WHAT IS REQUIRED – Turn the entries below into a numbered list, skipping any blank lines and omitting the pictures.

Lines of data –
-- begin --

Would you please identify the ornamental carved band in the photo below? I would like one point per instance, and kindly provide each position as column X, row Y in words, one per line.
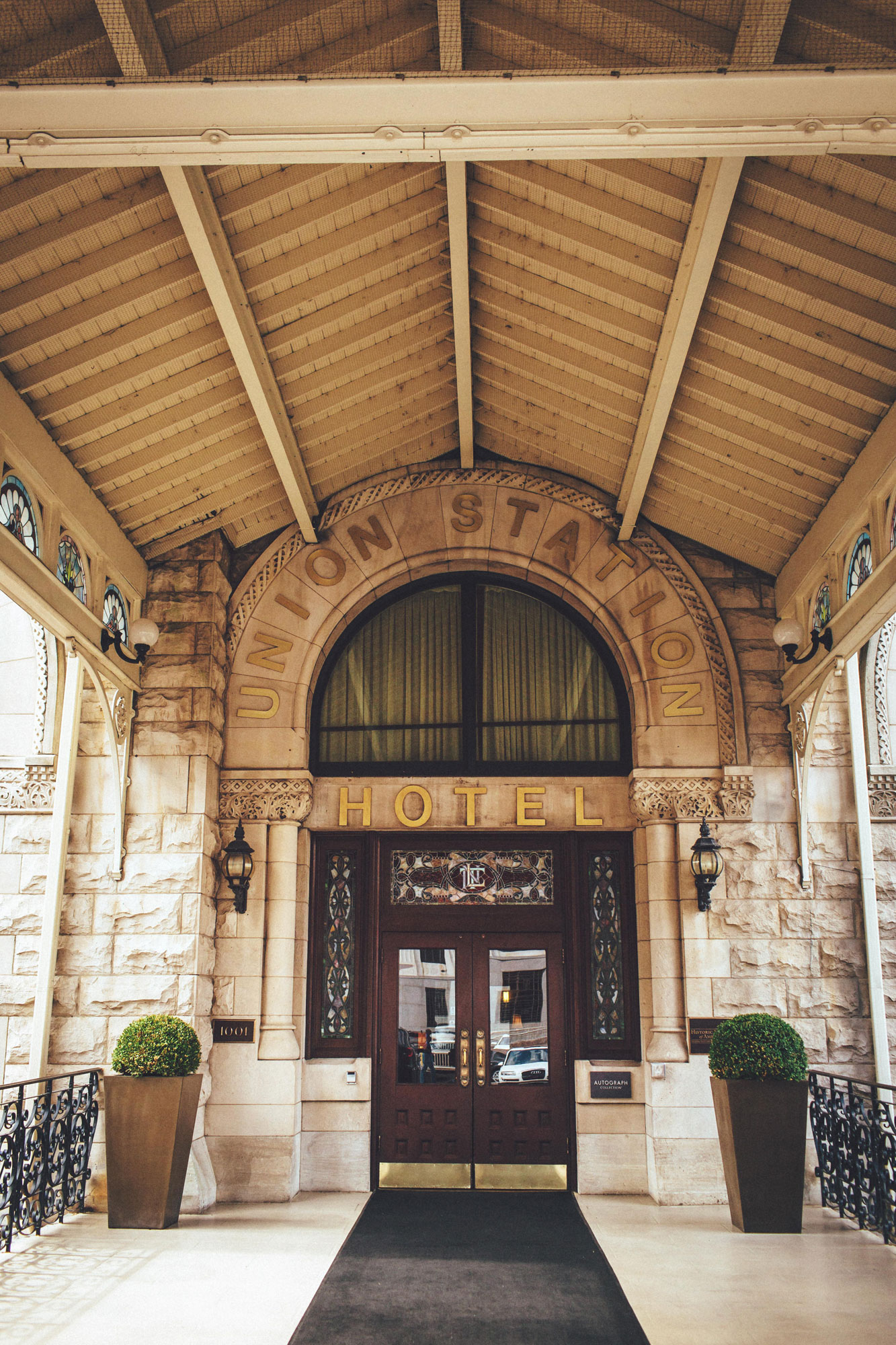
column 881, row 793
column 270, row 800
column 678, row 800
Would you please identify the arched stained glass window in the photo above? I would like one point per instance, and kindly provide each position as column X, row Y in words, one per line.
column 860, row 564
column 71, row 568
column 17, row 513
column 470, row 676
column 821, row 613
column 115, row 613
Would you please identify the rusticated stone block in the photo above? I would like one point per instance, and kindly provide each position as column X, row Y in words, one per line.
column 770, row 957
column 754, row 996
column 128, row 996
column 840, row 958
column 751, row 918
column 138, row 913
column 818, row 996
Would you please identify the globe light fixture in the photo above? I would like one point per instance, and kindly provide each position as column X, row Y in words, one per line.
column 788, row 636
column 236, row 866
column 143, row 637
column 706, row 866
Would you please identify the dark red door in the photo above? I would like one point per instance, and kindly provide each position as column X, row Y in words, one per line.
column 473, row 1070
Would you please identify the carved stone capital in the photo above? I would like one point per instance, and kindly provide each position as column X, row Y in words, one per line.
column 881, row 793
column 266, row 798
column 28, row 789
column 690, row 798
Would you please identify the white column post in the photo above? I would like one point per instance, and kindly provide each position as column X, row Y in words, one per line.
column 67, row 762
column 866, row 875
column 278, row 1036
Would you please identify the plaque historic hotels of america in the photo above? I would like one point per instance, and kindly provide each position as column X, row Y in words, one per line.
column 473, row 878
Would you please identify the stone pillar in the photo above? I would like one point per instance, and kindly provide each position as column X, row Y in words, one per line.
column 669, row 1036
column 278, row 1036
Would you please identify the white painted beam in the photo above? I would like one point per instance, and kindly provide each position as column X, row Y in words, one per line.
column 134, row 38
column 205, row 233
column 459, row 247
column 759, row 33
column 708, row 220
column 845, row 512
column 475, row 118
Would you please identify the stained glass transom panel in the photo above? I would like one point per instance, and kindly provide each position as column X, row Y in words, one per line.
column 821, row 614
column 71, row 568
column 338, row 1009
column 860, row 564
column 115, row 613
column 608, row 1015
column 473, row 878
column 17, row 513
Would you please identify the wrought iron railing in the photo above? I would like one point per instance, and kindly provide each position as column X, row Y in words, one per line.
column 854, row 1132
column 46, row 1132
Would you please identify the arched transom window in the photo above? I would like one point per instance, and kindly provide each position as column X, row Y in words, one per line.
column 470, row 676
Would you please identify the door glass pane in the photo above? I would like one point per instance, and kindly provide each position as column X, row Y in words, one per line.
column 427, row 1016
column 518, row 1012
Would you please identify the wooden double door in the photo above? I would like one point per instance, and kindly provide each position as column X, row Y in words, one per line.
column 473, row 1061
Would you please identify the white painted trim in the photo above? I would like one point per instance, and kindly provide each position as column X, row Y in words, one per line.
column 708, row 220
column 459, row 247
column 197, row 212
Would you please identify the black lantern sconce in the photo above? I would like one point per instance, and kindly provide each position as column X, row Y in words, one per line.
column 236, row 866
column 143, row 637
column 788, row 636
column 706, row 866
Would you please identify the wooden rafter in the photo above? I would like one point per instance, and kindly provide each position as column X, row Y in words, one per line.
column 205, row 233
column 715, row 197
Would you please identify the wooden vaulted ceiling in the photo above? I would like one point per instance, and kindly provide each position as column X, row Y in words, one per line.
column 115, row 340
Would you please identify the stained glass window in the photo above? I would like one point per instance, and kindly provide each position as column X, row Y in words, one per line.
column 473, row 878
column 71, row 568
column 607, row 1004
column 338, row 1007
column 821, row 614
column 860, row 564
column 115, row 613
column 17, row 513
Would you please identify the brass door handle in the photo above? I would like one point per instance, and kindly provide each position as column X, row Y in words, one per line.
column 481, row 1058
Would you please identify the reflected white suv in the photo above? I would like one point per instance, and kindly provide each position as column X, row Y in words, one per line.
column 524, row 1066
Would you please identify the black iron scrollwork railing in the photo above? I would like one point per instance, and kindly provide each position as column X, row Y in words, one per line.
column 854, row 1133
column 46, row 1132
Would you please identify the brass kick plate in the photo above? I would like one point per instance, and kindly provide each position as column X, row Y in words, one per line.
column 521, row 1176
column 425, row 1176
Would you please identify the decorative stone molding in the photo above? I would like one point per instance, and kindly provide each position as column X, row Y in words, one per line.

-- end --

COMPLETE RESPONSE –
1. Would you please identify the ornamental carved band in the photo below? I would like one point per instance, and kindly provide each position as column X, row Y in words, one per line.
2. column 881, row 793
3. column 270, row 800
4. column 678, row 800
5. Would you please identify the arched stained glass window in the photo above? I would like one point per instance, and kindly provide each position as column X, row Y in words, one per line.
6. column 860, row 564
7. column 71, row 568
8. column 17, row 513
9. column 470, row 676
10. column 821, row 613
11. column 115, row 613
12. Would you please identify the rusticated stone block in the photo above? I would like one point per instance, and kindly provide each position as column X, row Y in words, one per line.
13. column 770, row 957
14. column 754, row 996
15. column 128, row 996
16. column 840, row 958
17. column 751, row 918
18. column 138, row 913
19. column 818, row 996
20. Would you please identify the globe light fixture in the photo above? I would like one point per instance, and kindly provide each position as column X, row Y in words, one per line.
21. column 788, row 636
22. column 236, row 866
23. column 143, row 637
24. column 706, row 866
25. Would you please identify the dark red door in the photo above? I would like one point per instance, and kindly provide each position as column X, row Y in words, one per line.
26. column 473, row 1070
27. Would you please identify the carved stone capital in the photo above? I would like one point per instance, and kindly provide each position as column X, row Y in words, one per line.
28. column 881, row 793
29. column 266, row 798
30. column 28, row 789
31. column 690, row 798
32. Would you please identify the white column post in the photo above? I would like one point per instance, and kindly provide each position as column X, row Y in words, one per line.
33. column 67, row 762
34. column 866, row 875
35. column 278, row 1036
36. Would you please identify the plaque historic hotels of america in the photo above? I would like one point per instance, and kindly provide each position as column X, row Y in words, one per line.
37. column 473, row 878
38. Would you please identify the stone pillar in the photo above? I would like one point per instance, and kindly provide each position as column X, row Y in words, one per line.
39. column 669, row 1036
40. column 278, row 1036
41. Would you please identify the white painted beam in the photo above? I would like one point per instance, and kindly provide each position as column X, row Y in words, one per line.
42. column 134, row 38
43. column 205, row 233
44. column 459, row 247
45. column 759, row 33
46. column 708, row 220
47. column 845, row 512
48. column 475, row 118
49. Would you please identify the stained glass transom panel in the photo above? I would like one point per instance, and kindly provide each position as column X, row Y in words, one per line.
50. column 821, row 614
51. column 71, row 568
52. column 338, row 1009
53. column 860, row 564
54. column 115, row 613
55. column 608, row 1015
56. column 473, row 878
57. column 17, row 513
58. Would you please identify the wrought iron railing in the photo above? I would like one point per instance, and kindly provide each position as column X, row Y in words, one per line.
59. column 854, row 1132
60. column 46, row 1132
61. Would you please identify the arched transom window in the photo above? I would like one point per instance, and kindly provide each position as column X, row Y in words, one per line.
62. column 470, row 676
63. Would you please identify the door glass pane in the photo above? I would like one point per instance, and kindly provide each position as column X, row Y in words, one per line.
64. column 427, row 1016
65. column 518, row 1012
66. Would you please identify the wooden double door in the photo above? I would like one point per instance, and kindly provide each position as column X, row Y in words, one per line.
67. column 473, row 1061
68. Would you please identify the white painted trim in the photo above? I would like one point per instance, and kindly provide each position as column X, row Y in words, one per line.
69. column 708, row 220
70. column 459, row 247
71. column 197, row 212
72. Would you please identify the black lantern sconce in the photo above? I would like one point per instance, and kindly provide each position as column X, row Y in words, one per line.
73. column 236, row 866
74. column 143, row 637
75. column 788, row 636
76. column 706, row 866
77. Would you please identify the wooden rafter in the photo above? I would like one point per instance, and kindly provide each position as column X, row Y in words, one per line.
78. column 205, row 233
79. column 715, row 197
80. Would you please identify the wooden vaulted ceiling in the photo above? I would like one point per instance, and kindly provide each position as column X, row Y in words, one per line.
81. column 115, row 340
82. Would you please identify the stained glass window in the photo above? I would like one point per instance, and kindly provide each position as column X, row Y in words, one per line.
83. column 473, row 878
84. column 71, row 568
85. column 607, row 1004
86. column 338, row 1007
87. column 821, row 614
88. column 860, row 564
89. column 115, row 613
90. column 17, row 513
91. Would you please identify the brass door handle in the photo above? I would like one point per instance, and kindly provide each position as column X, row Y in words, one per line.
92. column 481, row 1058
93. Would you please identify the reflected white suv in the photo above? I would like one point per instance, and kindly provide each position as column X, row Y in words, one per line.
94. column 524, row 1066
95. Would you please identify the black iron scrollwork railing in the photo above? I would like one point per instance, and kindly provide each position as column X, row Y in words, one per line.
96. column 854, row 1133
97. column 46, row 1132
98. Would you please identify the brass kick plate in the photo above? I would like one point per instance, and kindly provide each position as column X, row Y in words, one per line.
99. column 521, row 1176
100. column 425, row 1176
101. Would you please identify the decorative stone molding in the photo above? I would like one point per instance, and kindly provide each position as column X, row Y in words, one per line.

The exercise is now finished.